* Page excerpt
═══

Basically, I\'m looking for something that offers a parallel map using python3 coroutines as the backend instead of threads or processes. I believe there should be less overhead
You could use greenlets (lightweight threads, basically coroutines) for this, or the somewhat higher-level gevent lib built on top of them:
(from the docs)
import gevent
from gevent import getcurrent
from gevent.pool import Group
group = Group()
def hello_from(n):
print('Size of group %s' % len(group))
print('Hello from Greenlet %s' % id(getcurrent()))
group.map(hello_from, xrange(3))
def intensive(n):
gevent.sleep(3 - n)
return 'task', n
print('Ordered')
ogroup = Group()
for i in ogroup.imap(intensive, xrange(3)):
print(i)
print('Unordered')
igroup = Group()
for i in igroup.imap_unordered(intensive, xrange(3)):
print(i)
Yields output:
Size of group 3
Hello from Greenlet 31904464
Size of group 3
Hello from Greenlet 31904944
Size of group 3
Hello from Greenlet 31905904
Ordered
('task', 0)
('task', 1)
('task', 2)
Unordered
('task', 2)
('task', 1)
('task', 0)
The standard constraints of lightweight-vs-proper-multicore-usage apply to greenlets vs threads. That is, they're concurrent but not necessarily parallel.
Quick edit for people who see this in the future, since Yaroslav has done a great job of outlining some differences between Python's asyncio and gevent:
Why gevent over async/await? (these are all super subjective but have applied to me in the past)
- Not portable/easily accesible (not just 2.X, but 3.5 brought new keywords)

═══

* Stored data
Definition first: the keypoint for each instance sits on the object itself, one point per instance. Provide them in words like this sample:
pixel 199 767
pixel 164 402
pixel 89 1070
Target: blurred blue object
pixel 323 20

═══

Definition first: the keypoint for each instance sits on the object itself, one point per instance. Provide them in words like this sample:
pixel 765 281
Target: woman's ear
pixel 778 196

═══

* Activity 1
Write out everything in the forum thread on coroutine-based parallel mapping from "import gevent" down to "group.map(hello_from, xrange(3))".
* Activity 2
Pick up the forum thread on coroutine-based parallel mapping from its last line and continue it.

* Answer box 1
import gevent
from gevent import getcurrent
from gevent.pool import Group
group = Group()
def hello_from(n):
print('Size of group %s' % len(group))
print('Hello from Greenlet %s' % id(getcurrent()))
group.map(hello_from, xrange(3))

* Answer box 2
- async and await have a tendency to spread and infect codebases - when someone else has encapsulated this for you, it's super duper nice in terms of development and readability/maintainability
- In addition to above, I (personally) feel like the high-level interface of gevent is very "pythonic".
- Less rope to hang yourself with. In simple examples the two seem similar, but the more you want to do with async calls, the more chance you have to fuck up something basic and create race conditions, locks, unexpected behaviors. No need to reinvent the noose imho.
- Gevent's performance scales past trivial examples and is used and tested in lots of production environments. If you don't know much about asynchronous programming, it's a good place to start.
Why asyncio and not Gevent?
- If you can guarantee a version of Python and don't have access to 3rd party packages/pip, it gives you out of the box support.
- Similar to above, if you don't want to be tied in to a project that's been slow to adopt Py3k, rolling your own small toolset is a good option.
- If you want to fine tune things, you're in charge!